## TASK REQUIREMENTS
1 > In the passage about allergies, how long did the writer need treatments on a breathing machine before breathing normally again?
2 > Quote the passage about allergies word for word, starting at the words "I found out" and ending after "its phosphate content.".

## PASSAGE
As a boy growing up, I often sneezed for no reason and sometimes had a problem with my breathing. In college, to take advantage of a free screening program, I subjected myself to twenty patch tests. It turned out that I was allergic to house dust, phosphates, mold spores, mildew and of all things, my own bacteria.
I found out about phosphates the hard way. I read somewhere that bat guano made good fertilizer. If followed that the 20,000 bats that lived in our attic must produce plenty of fertilizer for my garden (four tomato plants). After ten minutes I collected about five pounds of “fertilizer” and two minutes later my throat closed up completely, cutting off my supply of air. I started for the stairs but fell as I entered the second step. Thankfully, my mother heard the bumping noise and came running. She breathed into my mouth and pumped my chest until I could breathe again. I later found out that the benefit of bat guano as fertilizer is from its phosphate content.
Just as serious was a bout of poison ivy. In the woods around our house grew poison ivy vines with trunks as big as my arm and extending thirty feet into the air. These mature plants produced small red berries in July. My brother and I used them as ammunition for our blow pipes, peppering the birds and cats and whatever else we could hit. The next day, my brother turned a brilliant red and itched all over. I had the same symptoms, but because I was allergic to poison ivy, my body broke out in the well-known vesicles. Every inch of my body was affected except my scalp and eyeballs. It took two months in bed sipping drinks through a straw and staring at the ceiling. At my weakest moment I contracted a case of pleurisy pneumonia. A new drug called penicillin saved
my life. At the end of the two months, my body gradually lost its swollen look and new, pink skin appeared. None of our guests recognized me when I appeared for the first time downstairs.
Ten years later, an Army sergeant told me to climb into the rafters of the radio building and vacuum the dust on the beams. My warnings of the danger to my health only convinced him that I didn’t like the job. Fifteen minutes later, he had to take me to the hospital.
A small, but sudden temperature drop at about sixty-five degrees triggers a catalyst in my blood causing me to sneeze. Usually I try to avoid going outside at dusk because that is when mold spores are released from the damp earth. But one time the mold and mildew spores almost killed me. A
few years ago my breathing ability started to decline. Over-the-counter medication alleviated the symptoms somewhat, but after a month of suffering, I admitted that I needed professional help. A short walk of only ten feet had me gasping for breath! A shocked allergist tried to admit me into the hospital but I wouldn’t go. She finally agreed to treat me at home and in her office on a strict regimen of steroids and rest. I required three weeks of treatments on a breathing machine before I could breathe normally. The cause turned out to be a water problem in the cellar where I worked. Continual dampness under the carpeting grew a huge colony of mold and mildew. The owners ripped out the carpet but I didn’t stay long enough to see it done.
Knowing the root of your allergy problems can go a long way toward living with them. If you are an allergic person, don’t put off having yourself tested for the exact cause. It could save your life.

## DATASET EXTRACT
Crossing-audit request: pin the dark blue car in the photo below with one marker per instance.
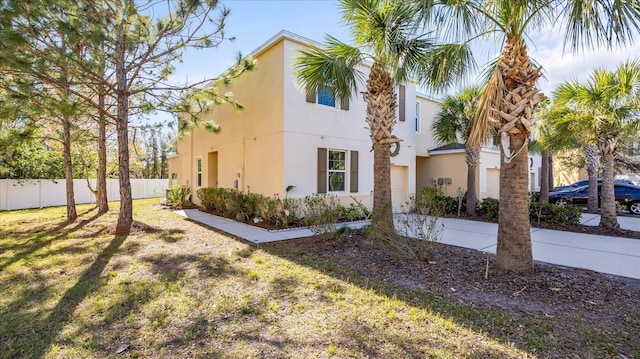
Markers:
(586, 182)
(626, 194)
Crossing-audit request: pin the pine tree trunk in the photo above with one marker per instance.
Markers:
(514, 237)
(544, 178)
(68, 171)
(608, 210)
(472, 158)
(101, 185)
(592, 162)
(550, 178)
(125, 217)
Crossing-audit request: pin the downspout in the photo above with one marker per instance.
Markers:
(244, 153)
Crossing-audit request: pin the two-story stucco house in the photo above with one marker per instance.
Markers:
(317, 143)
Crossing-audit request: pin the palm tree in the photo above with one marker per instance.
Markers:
(453, 124)
(385, 35)
(565, 136)
(605, 107)
(511, 97)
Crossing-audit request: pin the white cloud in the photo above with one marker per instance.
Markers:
(559, 67)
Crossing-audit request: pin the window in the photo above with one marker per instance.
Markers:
(337, 169)
(401, 103)
(417, 117)
(198, 172)
(332, 171)
(325, 97)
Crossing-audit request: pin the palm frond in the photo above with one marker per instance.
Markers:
(334, 66)
(446, 64)
(490, 100)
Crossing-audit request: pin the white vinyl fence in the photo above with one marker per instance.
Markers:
(20, 194)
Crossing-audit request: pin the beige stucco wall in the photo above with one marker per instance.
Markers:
(429, 109)
(451, 165)
(250, 145)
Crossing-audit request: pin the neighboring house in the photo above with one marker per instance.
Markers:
(315, 142)
(444, 166)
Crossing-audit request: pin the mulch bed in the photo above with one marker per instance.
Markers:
(570, 299)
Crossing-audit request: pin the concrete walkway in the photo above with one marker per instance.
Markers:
(611, 255)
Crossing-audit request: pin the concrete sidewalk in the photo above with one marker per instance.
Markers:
(611, 255)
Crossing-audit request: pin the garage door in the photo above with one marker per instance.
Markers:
(399, 186)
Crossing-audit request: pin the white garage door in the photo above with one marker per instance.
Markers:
(399, 186)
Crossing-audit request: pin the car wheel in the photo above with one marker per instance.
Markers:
(634, 207)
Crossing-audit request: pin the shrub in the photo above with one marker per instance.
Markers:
(179, 196)
(354, 212)
(552, 213)
(416, 229)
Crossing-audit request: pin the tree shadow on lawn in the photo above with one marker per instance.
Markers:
(38, 241)
(46, 330)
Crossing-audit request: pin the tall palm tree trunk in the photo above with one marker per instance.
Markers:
(381, 106)
(608, 210)
(592, 162)
(472, 158)
(514, 238)
(508, 103)
(382, 220)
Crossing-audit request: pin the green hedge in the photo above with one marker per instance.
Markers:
(276, 212)
(489, 208)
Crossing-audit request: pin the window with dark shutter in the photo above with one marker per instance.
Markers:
(344, 104)
(322, 170)
(401, 102)
(311, 95)
(353, 171)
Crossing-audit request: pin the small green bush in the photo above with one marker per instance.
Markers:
(179, 196)
(321, 214)
(355, 212)
(552, 213)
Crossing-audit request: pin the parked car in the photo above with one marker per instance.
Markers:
(586, 182)
(626, 194)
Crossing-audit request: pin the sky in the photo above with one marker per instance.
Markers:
(253, 22)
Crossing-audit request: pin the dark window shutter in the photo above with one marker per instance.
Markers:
(322, 170)
(353, 178)
(344, 104)
(401, 103)
(311, 95)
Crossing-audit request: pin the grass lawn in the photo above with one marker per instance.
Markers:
(186, 291)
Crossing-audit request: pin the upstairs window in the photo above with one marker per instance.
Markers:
(325, 97)
(417, 117)
(199, 172)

## ANSWERS TO THE EXERCISES
1 > Three weeks.

2 >
I found out about phosphates the hard way. I read somewhere that bat guano made good fertilizer. If followed that the 20,000 bats that lived in our attic must produce plenty of fertilizer for my garden (four tomato plants). After ten minutes I collected about five pounds of “fertilizer” and two minutes later my throat closed up completely, cutting off my supply of air. I started for the stairs but fell as I entered the second step. Thankfully, my mother heard the bumping noise and came running. She breathed into my mouth and pumped my chest until I could breathe again. I later found out that the benefit of bat guano as fertilizer is from its phosphate content.